• ТЕКСТ:
· · · · ·

Если рассматривать грасиановский «Критикон» как философский роман с глубоким подтекстом, тогда становится понятным его вклад в развитие европейской философии. Этот вклад заключается прежде всего в освещении исторического генезиса с точки зрения человека, живущего в условиях абсолютной монархии и возлагающего большие надежды на роль личности в истории.
Будем иметь в виду, что в социально-иерархической структуре абсолютизма XVII века, испанского в частности, положение человека в обществе определялось занимаемой им ступенью на официальной лестнице, вследствие чего проявляются и реализуются его хорошие и дурные качества, его природные дарования и пороки. Но это еще не все. Главное заключается в том, что переход к абсолютному единодержавию знаменуется лишением власти и всякого политического значения прежних средневеково-феодальных институтов. Бывшие носители феодальной власти в государстве абсолютной монархии относятся друг к другу как частные личности, социально-политический вес которых ограничивается не частным правом, получающим реальность в собственности, как это было в Древнем Риме периода империи, а социально-политическим пространством придворной жизни, где исключительно важную роль играют отношения покровительства. В такой системе социальных ценностей решающим фактором в деле достижения жизненных успехов играют не столько богатство и родовитость, сколько место в придворной иерархии или в личной иерархии придворных покровителей. Это место надо завоевать с помощью искусства интриг, которое предполагает наличие способности управлять собой и людьми для достижения корыстных целей.

· · · · ·

Данные об указании областей:
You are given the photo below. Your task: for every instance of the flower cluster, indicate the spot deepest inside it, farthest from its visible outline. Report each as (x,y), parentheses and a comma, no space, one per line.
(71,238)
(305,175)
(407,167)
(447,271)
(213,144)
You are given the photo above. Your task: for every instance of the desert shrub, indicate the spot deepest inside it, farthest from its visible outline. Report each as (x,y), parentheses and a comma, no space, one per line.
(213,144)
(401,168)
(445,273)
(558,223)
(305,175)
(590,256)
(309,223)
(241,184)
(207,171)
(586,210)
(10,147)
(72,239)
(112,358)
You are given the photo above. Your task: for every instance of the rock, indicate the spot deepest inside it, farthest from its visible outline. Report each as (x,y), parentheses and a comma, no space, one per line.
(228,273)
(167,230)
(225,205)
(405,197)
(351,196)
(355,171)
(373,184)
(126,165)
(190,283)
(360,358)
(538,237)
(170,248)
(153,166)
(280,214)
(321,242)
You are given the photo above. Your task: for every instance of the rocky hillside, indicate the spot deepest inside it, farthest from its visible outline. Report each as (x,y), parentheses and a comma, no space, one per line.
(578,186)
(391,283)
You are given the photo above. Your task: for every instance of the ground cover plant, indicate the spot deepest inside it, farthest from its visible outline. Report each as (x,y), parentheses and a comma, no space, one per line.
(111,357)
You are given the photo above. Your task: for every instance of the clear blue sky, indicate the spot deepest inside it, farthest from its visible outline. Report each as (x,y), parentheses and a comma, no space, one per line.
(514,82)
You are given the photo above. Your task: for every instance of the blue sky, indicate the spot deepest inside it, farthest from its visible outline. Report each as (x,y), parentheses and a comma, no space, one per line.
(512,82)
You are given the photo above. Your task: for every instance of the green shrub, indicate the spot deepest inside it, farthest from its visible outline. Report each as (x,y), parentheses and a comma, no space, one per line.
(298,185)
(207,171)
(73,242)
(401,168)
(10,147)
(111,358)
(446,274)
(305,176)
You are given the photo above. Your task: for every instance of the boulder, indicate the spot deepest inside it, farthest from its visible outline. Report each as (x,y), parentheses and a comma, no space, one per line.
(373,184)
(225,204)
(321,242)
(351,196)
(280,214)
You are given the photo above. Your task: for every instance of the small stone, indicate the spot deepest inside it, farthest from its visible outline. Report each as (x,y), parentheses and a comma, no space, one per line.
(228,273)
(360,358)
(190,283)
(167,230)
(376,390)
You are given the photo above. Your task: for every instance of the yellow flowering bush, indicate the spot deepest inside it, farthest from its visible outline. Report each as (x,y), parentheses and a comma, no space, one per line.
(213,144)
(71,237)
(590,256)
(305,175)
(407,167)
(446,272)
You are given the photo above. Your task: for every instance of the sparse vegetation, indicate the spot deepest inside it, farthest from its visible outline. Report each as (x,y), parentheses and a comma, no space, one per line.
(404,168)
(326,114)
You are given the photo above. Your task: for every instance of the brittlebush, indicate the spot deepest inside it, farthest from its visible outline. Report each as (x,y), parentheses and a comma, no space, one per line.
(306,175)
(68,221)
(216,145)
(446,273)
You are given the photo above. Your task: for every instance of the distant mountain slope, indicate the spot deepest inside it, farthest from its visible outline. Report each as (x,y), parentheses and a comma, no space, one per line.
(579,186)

· · · · ·

• ЗАДАНИЯ:
1) В чем прежде всего заключается вклад «Критикона» в развитие европейской философии, согласно тексту о «Критиконе»?
2) Перескажите в виде списка абзац текста о «Критиконе», начинающийся словами «Будем иметь в виду», сохранив основные факты.
3) Продолжите текст о «Критиконе» с того места, где он обрывается.

• ОТВЕТЫ ПО ПОРЯДКУ:
1) В освещении исторического генезиса с точки зрения человека, живущего в условиях абсолютной монархии и возлагающего большие надежды на роль личности в истории.

2)
- В иерархии абсолютизма XVII века, в частности испанского, положение человека определялось его ступенью на официальной лестнице, и от нее зависело проявление его качеств, дарований и пороков.
- С переходом к абсолютному единодержавию средневеково-феодальные институты утратили власть и политическое значение.
- Бывшие носители феодальной власти стали частными лицами. Их вес ограничивался пространством придворной жизни, где главную роль играли отношения покровительства, а не частным правом, как в Древнем Риме периода империи.
- Для жизненного успеха важнее богатства и родовитости было место в придворной иерархии или в иерархии покровителей.
- Это место завоевывалось искусством интриг, которое требует умения управлять собой и людьми ради корыстных целей.

3)
Природа бросает человека на произвол судьбы. Задача человека состоит в том, чтобы обыграть Фортуну теми «картами», которые она сама предлагает для азартной игры. Поэтому, подчеркивает Грасиан, «опытный игрок не сделает того хода, которого ждет противник». Настоящая жизненная игра – это игра тайная, связанная с разгадкой чужих тайн и с неразглашением своих собственных. Однако в данном случае Грасиан ставит под сомнение практичность аморализма в духе макиавеллизма. Суть морали умной, сильной, энергичной личности заключается не в достижении цели любыми средствами, особенно если цель откровенно порочна, а в выборе единственно верного решения в согласии с требованиями разума.
Требования человеческого разума не являются вечными заповедями. Эти требования проистекают из трезвой оценки изменяющихся жизненных обстоятельств, на основе которой принимается оптимальное решение, аналогичное решению врача. Изменение жизненных обстоятельств напоминают процессы, протекающие в человеческом организме. Если данный организм функционирует бесперебойно, то отпадает потребность в медицинском вмешательстве. Но если человек болен, то есть находится в тяжелой жизненной ситуации, и болезнь (обстоятельства) принимает кризисный характер, то совершенно необходимо спасительное решение врача.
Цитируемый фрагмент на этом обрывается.